(THE DATA)

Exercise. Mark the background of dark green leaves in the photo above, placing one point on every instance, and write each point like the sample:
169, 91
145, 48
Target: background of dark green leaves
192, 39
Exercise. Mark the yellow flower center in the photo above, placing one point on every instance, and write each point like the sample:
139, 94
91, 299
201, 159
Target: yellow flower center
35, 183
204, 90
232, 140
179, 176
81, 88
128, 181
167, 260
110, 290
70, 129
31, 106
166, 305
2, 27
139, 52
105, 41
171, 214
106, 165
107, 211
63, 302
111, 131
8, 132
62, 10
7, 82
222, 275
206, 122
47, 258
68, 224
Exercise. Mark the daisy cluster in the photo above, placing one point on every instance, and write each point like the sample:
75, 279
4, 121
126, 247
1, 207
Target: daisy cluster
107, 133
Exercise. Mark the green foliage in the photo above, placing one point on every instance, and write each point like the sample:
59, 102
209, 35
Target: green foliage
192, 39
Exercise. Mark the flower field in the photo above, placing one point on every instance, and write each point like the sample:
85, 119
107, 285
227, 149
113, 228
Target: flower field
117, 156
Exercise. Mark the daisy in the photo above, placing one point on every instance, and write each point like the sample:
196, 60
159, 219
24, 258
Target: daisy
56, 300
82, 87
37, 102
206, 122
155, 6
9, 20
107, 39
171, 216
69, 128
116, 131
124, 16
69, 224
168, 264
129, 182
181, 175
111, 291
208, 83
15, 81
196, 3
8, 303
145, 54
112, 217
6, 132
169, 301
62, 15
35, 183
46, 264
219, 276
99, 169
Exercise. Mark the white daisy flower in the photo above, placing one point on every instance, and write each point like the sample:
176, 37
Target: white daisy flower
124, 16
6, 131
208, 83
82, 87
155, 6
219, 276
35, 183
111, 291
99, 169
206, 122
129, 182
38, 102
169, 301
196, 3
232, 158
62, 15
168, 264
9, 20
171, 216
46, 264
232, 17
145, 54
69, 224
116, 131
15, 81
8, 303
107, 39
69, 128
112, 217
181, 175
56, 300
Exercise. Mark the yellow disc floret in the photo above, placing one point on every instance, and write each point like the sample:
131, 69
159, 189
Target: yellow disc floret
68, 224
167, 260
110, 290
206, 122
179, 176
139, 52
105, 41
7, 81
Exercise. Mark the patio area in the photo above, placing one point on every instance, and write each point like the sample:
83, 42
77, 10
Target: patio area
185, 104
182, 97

(EXERCISE DIRECTIONS) Copy out the lines from the one containing "Exercise. Mark the patio" through the final line, requests included, but multiply each coordinate in the answers by 1.55 and round it to a whole number, with halves going up. Keep the request text and its sample coordinates as they are.

(THE OUTPUT)
Exercise. Mark the patio area in the photo above, placing one point on every instance, and write each point like the sample:
83, 42
77, 10
Target: patio area
287, 161
282, 150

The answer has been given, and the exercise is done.